++++ GEGEVEN TEKST ++++
Ga naar de inhoud

Ben jij een verantwoordelijke toezichthouder?

Verantwoording afleggen, verantwoord werken en je verantwoordelijkheid nemen. Op het eerste gezicht zeg je misschien drie keer hetzelfde. Maar hoewel deze dingen sterk aan elkaar gelieerd zijn, verschillen ze ook. Hoe doe je ze alle drie het beste als toezichthouder? Columnist voor ToeZine Hadewych van Kempen wil je hierover aan het denken zetten. Als startpunt deelt ze hier haar gedachten.

Afbeelding van een beeld van een hoofd

Verantwoording afleggen is vreselijk. Laat ik eerlijk zijn: ik heb er een broertje dood aan. Je moet allerlei oninteressante data bij elkaar zoeken. Uit gaan zitten rekenen hoeveel alles wat je gedaan hebt, heeft gekost. En met een beetje pech worden je resultaten niet gewaardeerd. In het ergste geval leidt publieke verantwoording tot kritiek. En voor je het weet krijg je voor straf een bezuiniging aan je broek.
++++
# OPDRACHTEN:
[1] Voor welk blad schrijft Hadewych van Kempen volgens de tekst over verantwoordelijk toezicht als columnist?
[2] Haal uit de tekst over verantwoordelijk toezicht de passage van "Ben jij een" tot "aan je broek." en neem deze woordelijk over.
++++ GEGEVENS ++++
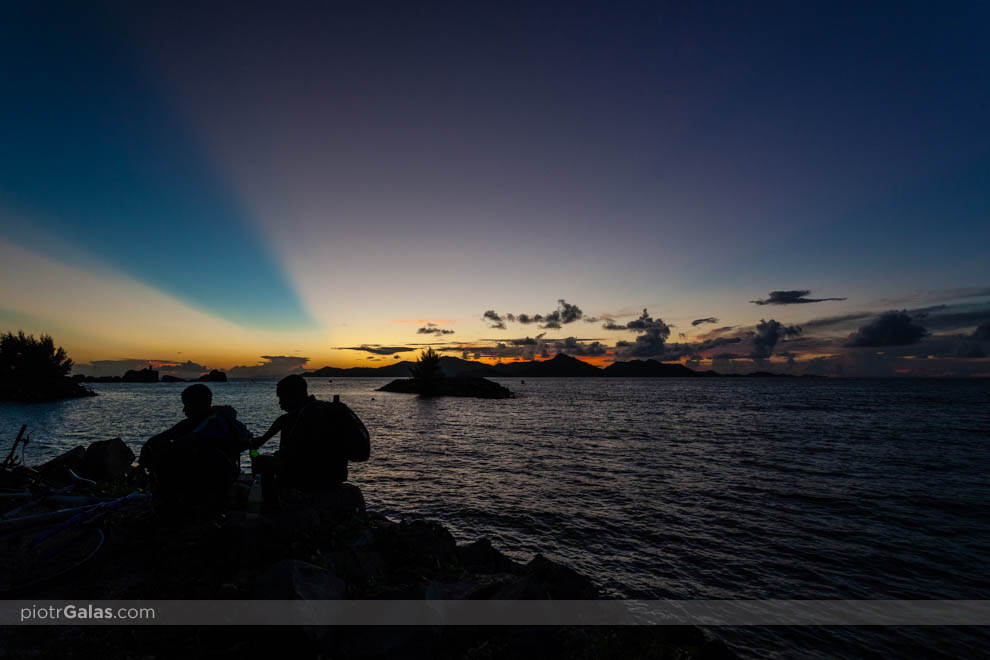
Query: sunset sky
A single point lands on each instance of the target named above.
(787, 186)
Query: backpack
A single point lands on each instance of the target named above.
(346, 431)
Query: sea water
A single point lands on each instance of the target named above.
(745, 488)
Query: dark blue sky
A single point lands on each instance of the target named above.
(688, 156)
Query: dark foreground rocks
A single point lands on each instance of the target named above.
(466, 386)
(327, 547)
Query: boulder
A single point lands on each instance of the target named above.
(291, 579)
(341, 502)
(214, 376)
(56, 467)
(561, 582)
(425, 543)
(461, 386)
(106, 460)
(482, 557)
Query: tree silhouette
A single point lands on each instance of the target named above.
(428, 370)
(34, 369)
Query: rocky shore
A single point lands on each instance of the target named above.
(330, 547)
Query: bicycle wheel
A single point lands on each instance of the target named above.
(32, 559)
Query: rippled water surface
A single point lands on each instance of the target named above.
(666, 488)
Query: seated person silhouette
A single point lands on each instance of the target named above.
(316, 441)
(197, 460)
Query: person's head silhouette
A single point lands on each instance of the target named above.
(197, 400)
(292, 393)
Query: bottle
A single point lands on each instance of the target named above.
(254, 499)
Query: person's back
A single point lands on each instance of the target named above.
(316, 438)
(199, 458)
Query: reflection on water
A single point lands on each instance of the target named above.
(669, 488)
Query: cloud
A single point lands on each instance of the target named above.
(835, 321)
(573, 346)
(964, 316)
(434, 329)
(275, 366)
(935, 295)
(651, 340)
(891, 328)
(767, 334)
(793, 297)
(564, 314)
(378, 349)
(497, 322)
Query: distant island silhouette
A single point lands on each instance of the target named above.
(561, 366)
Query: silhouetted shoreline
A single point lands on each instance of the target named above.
(561, 366)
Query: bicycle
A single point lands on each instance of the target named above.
(38, 552)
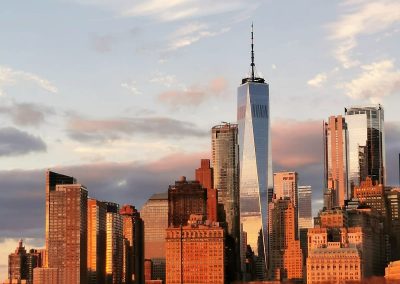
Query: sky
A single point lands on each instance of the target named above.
(122, 94)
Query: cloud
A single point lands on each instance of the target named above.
(194, 95)
(103, 43)
(318, 80)
(376, 81)
(14, 142)
(10, 77)
(362, 18)
(26, 114)
(132, 87)
(192, 33)
(92, 130)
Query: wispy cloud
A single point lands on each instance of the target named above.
(26, 114)
(318, 80)
(194, 95)
(14, 142)
(376, 81)
(10, 77)
(97, 131)
(361, 18)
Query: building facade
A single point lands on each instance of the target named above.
(96, 228)
(255, 161)
(336, 165)
(195, 252)
(67, 236)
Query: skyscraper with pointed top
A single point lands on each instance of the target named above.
(255, 161)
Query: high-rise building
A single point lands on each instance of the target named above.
(367, 156)
(185, 198)
(114, 244)
(255, 160)
(67, 236)
(52, 179)
(285, 254)
(195, 252)
(335, 153)
(133, 232)
(96, 227)
(204, 175)
(17, 263)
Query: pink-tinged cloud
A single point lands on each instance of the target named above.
(296, 144)
(194, 95)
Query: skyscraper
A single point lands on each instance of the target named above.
(185, 198)
(114, 244)
(335, 152)
(255, 160)
(204, 175)
(367, 156)
(52, 179)
(133, 232)
(96, 227)
(67, 236)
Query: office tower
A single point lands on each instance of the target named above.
(392, 271)
(305, 216)
(195, 252)
(96, 227)
(225, 162)
(285, 255)
(365, 126)
(67, 235)
(393, 198)
(17, 263)
(255, 160)
(185, 198)
(133, 232)
(114, 244)
(204, 175)
(335, 154)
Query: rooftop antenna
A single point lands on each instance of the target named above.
(252, 52)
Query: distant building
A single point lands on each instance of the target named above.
(185, 198)
(195, 252)
(285, 255)
(133, 232)
(204, 175)
(114, 244)
(392, 271)
(67, 236)
(336, 164)
(96, 227)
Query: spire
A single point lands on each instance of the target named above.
(252, 52)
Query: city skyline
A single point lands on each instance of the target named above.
(48, 118)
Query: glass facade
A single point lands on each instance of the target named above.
(366, 155)
(255, 170)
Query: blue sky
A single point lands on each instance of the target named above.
(122, 94)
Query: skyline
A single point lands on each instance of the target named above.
(47, 96)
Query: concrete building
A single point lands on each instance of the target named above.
(336, 163)
(96, 228)
(114, 244)
(67, 235)
(133, 232)
(195, 252)
(285, 254)
(205, 176)
(185, 198)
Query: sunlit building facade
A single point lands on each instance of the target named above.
(255, 161)
(96, 229)
(366, 143)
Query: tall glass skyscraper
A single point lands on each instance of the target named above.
(254, 148)
(365, 126)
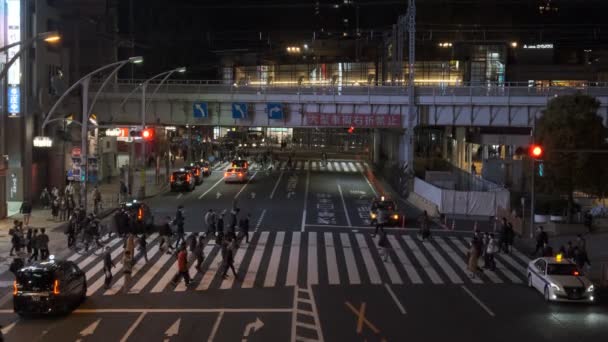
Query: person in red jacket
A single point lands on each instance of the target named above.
(182, 266)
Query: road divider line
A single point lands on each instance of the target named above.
(211, 188)
(483, 306)
(276, 185)
(394, 296)
(133, 326)
(344, 205)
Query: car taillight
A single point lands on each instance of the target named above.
(56, 287)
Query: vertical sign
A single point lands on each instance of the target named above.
(14, 73)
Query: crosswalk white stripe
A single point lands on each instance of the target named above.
(313, 266)
(458, 261)
(238, 259)
(351, 265)
(116, 287)
(407, 264)
(447, 269)
(493, 277)
(422, 260)
(181, 287)
(254, 264)
(212, 270)
(275, 258)
(332, 262)
(390, 268)
(294, 256)
(372, 271)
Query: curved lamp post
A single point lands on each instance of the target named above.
(84, 82)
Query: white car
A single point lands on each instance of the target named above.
(558, 279)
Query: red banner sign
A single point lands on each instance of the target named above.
(356, 120)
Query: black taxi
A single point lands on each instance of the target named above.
(48, 287)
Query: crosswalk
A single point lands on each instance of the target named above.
(343, 166)
(285, 258)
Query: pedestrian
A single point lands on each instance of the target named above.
(35, 246)
(384, 245)
(43, 244)
(541, 240)
(182, 267)
(127, 268)
(26, 210)
(143, 247)
(229, 259)
(244, 226)
(108, 265)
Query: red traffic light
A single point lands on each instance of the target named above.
(536, 151)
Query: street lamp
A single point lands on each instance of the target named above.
(84, 82)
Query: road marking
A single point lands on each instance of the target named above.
(244, 186)
(211, 188)
(256, 259)
(276, 185)
(344, 205)
(424, 262)
(397, 302)
(305, 201)
(349, 257)
(313, 267)
(372, 271)
(405, 261)
(483, 306)
(257, 225)
(133, 326)
(332, 262)
(456, 258)
(275, 258)
(294, 256)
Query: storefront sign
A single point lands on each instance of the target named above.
(355, 120)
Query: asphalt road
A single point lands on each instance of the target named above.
(312, 271)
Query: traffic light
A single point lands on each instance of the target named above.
(536, 151)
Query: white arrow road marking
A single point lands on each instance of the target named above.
(255, 326)
(173, 329)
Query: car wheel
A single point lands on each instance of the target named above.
(546, 293)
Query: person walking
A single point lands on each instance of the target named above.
(182, 267)
(108, 265)
(127, 268)
(43, 244)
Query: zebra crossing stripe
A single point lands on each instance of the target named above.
(405, 262)
(332, 262)
(493, 277)
(456, 258)
(254, 265)
(422, 260)
(372, 271)
(294, 256)
(275, 258)
(349, 256)
(313, 266)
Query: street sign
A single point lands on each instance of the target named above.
(239, 110)
(14, 100)
(200, 110)
(275, 111)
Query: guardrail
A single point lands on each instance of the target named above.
(464, 89)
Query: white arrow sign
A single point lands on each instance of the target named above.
(173, 329)
(255, 326)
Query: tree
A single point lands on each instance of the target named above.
(571, 122)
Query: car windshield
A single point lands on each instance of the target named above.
(35, 279)
(562, 269)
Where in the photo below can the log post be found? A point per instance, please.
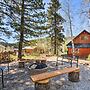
(42, 85)
(21, 64)
(74, 76)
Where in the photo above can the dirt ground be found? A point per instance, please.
(19, 78)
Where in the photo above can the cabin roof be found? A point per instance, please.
(79, 44)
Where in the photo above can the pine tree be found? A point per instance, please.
(55, 21)
(26, 17)
(3, 27)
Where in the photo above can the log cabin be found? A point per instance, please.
(81, 45)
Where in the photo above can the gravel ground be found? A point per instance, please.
(19, 79)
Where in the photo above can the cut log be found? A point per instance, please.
(42, 85)
(74, 76)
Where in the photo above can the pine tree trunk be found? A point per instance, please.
(21, 64)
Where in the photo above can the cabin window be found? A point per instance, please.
(84, 38)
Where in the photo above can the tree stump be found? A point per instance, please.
(21, 64)
(74, 76)
(42, 85)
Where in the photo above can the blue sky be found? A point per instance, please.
(79, 22)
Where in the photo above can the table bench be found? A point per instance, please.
(73, 75)
(1, 70)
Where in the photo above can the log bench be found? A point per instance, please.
(42, 80)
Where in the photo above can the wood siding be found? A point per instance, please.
(78, 39)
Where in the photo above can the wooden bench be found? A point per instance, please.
(73, 75)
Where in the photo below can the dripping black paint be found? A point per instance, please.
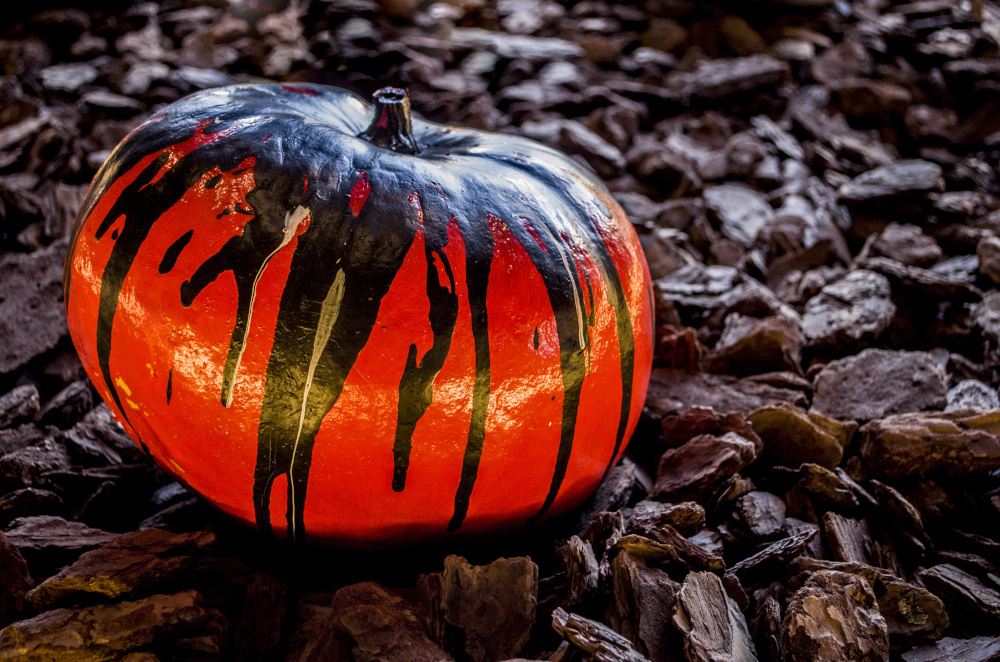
(364, 275)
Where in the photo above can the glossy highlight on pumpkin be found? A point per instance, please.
(447, 334)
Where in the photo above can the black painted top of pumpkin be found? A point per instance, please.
(310, 154)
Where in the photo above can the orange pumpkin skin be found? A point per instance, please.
(344, 343)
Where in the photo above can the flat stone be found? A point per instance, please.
(51, 538)
(949, 649)
(68, 77)
(834, 617)
(606, 159)
(921, 281)
(695, 470)
(742, 212)
(316, 636)
(676, 391)
(68, 406)
(751, 346)
(988, 253)
(866, 98)
(460, 595)
(28, 502)
(972, 393)
(663, 34)
(846, 60)
(891, 181)
(849, 313)
(383, 626)
(973, 605)
(719, 79)
(595, 640)
(645, 600)
(687, 517)
(907, 244)
(103, 632)
(515, 46)
(18, 405)
(32, 318)
(954, 442)
(15, 582)
(128, 566)
(760, 514)
(877, 383)
(912, 613)
(24, 467)
(111, 101)
(711, 623)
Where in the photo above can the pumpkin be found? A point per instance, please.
(341, 324)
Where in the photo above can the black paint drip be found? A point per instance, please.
(479, 260)
(416, 385)
(174, 252)
(354, 264)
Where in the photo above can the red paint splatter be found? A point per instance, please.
(533, 232)
(304, 225)
(300, 90)
(359, 194)
(414, 199)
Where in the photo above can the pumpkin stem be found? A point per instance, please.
(390, 127)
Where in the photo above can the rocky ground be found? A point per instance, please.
(815, 476)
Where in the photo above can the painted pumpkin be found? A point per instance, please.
(329, 320)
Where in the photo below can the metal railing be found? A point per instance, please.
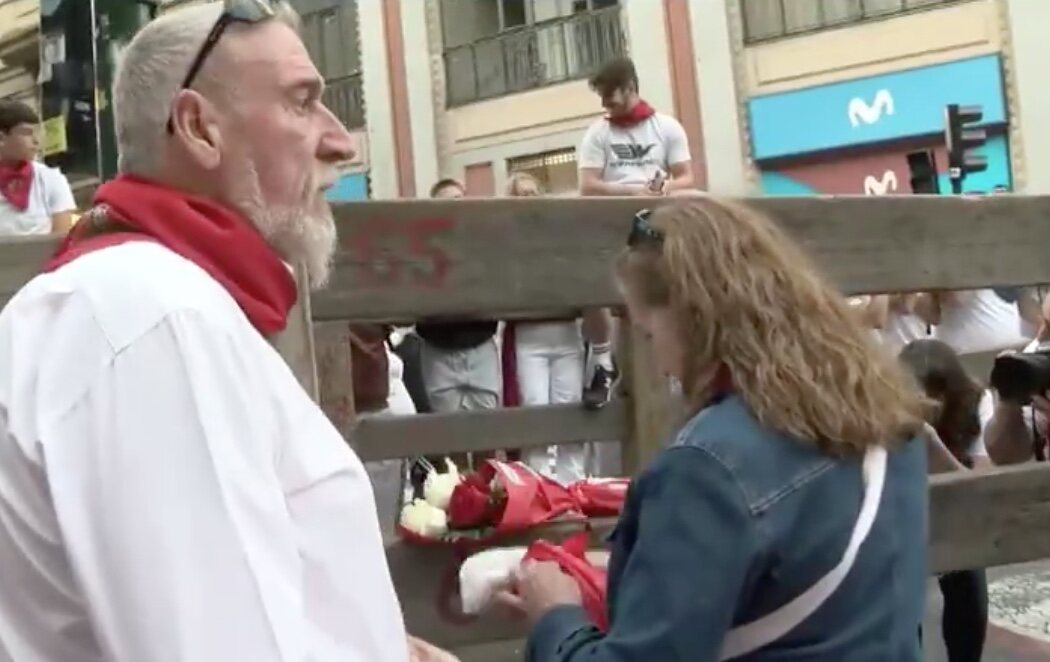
(345, 99)
(533, 56)
(765, 20)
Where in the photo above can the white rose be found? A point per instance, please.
(423, 519)
(438, 488)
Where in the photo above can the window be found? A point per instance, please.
(495, 47)
(330, 33)
(770, 19)
(557, 170)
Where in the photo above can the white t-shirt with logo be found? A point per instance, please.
(634, 156)
(49, 193)
(981, 321)
(901, 329)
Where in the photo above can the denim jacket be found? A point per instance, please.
(733, 521)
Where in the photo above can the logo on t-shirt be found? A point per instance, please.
(632, 154)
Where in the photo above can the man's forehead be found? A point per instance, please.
(273, 48)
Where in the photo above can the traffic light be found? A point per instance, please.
(922, 170)
(962, 137)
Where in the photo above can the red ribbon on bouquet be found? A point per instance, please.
(600, 497)
(571, 557)
(530, 499)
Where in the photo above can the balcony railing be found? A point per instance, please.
(344, 98)
(534, 56)
(764, 20)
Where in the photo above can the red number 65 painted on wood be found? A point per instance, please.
(393, 253)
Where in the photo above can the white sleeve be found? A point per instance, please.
(985, 411)
(591, 152)
(677, 142)
(59, 193)
(172, 516)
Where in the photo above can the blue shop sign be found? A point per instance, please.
(350, 187)
(874, 109)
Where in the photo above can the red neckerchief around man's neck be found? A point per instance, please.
(15, 182)
(219, 241)
(638, 114)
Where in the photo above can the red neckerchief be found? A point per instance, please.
(638, 114)
(720, 386)
(215, 239)
(15, 182)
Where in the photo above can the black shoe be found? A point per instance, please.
(600, 391)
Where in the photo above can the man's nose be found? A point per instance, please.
(336, 144)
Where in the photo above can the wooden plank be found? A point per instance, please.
(21, 257)
(405, 260)
(417, 259)
(461, 432)
(977, 520)
(996, 517)
(651, 413)
(296, 343)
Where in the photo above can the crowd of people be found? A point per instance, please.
(168, 491)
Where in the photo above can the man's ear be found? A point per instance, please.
(194, 123)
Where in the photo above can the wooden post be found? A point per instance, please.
(296, 342)
(335, 373)
(652, 409)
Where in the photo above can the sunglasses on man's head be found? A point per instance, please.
(233, 12)
(643, 230)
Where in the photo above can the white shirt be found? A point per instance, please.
(901, 329)
(634, 156)
(49, 193)
(168, 492)
(980, 322)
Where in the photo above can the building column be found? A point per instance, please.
(723, 144)
(419, 82)
(378, 111)
(1027, 22)
(647, 35)
(681, 63)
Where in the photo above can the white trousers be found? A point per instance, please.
(550, 371)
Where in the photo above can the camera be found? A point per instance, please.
(1017, 377)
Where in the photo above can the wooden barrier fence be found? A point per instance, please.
(528, 257)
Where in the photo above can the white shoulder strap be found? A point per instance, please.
(758, 634)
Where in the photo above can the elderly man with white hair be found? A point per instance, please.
(168, 492)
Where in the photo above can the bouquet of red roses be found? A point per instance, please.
(503, 498)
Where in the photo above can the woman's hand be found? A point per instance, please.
(419, 650)
(540, 588)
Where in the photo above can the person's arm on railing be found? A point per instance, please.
(1009, 433)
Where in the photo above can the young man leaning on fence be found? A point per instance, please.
(632, 150)
(167, 489)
++++
# RESULTATEN:
[1] Voor ToeZine.

[2]
Ben jij een verantwoordelijke toezichthouder?

Verantwoording afleggen, verantwoord werken en je verantwoordelijkheid nemen. Op het eerste gezicht zeg je misschien drie keer hetzelfde. Maar hoewel deze dingen sterk aan elkaar gelieerd zijn, verschillen ze ook. Hoe doe je ze alle drie het beste als toezichthouder? Columnist voor ToeZine Hadewych van Kempen wil je hierover aan het denken zetten. Als startpunt deelt ze hier haar gedachten.

Afbeelding van een beeld van een hoofd

Verantwoording afleggen is vreselijk. Laat ik eerlijk zijn: ik heb er een broertje dood aan. Je moet allerlei oninteressante data bij elkaar zoeken. Uit gaan zitten rekenen hoeveel alles wat je gedaan hebt, heeft gekost. En met een beetje pech worden je resultaten niet gewaardeerd. In het ergste geval leidt publieke verantwoording tot kritiek. En voor je het weet krijg je voor straf een bezuiniging aan je broek.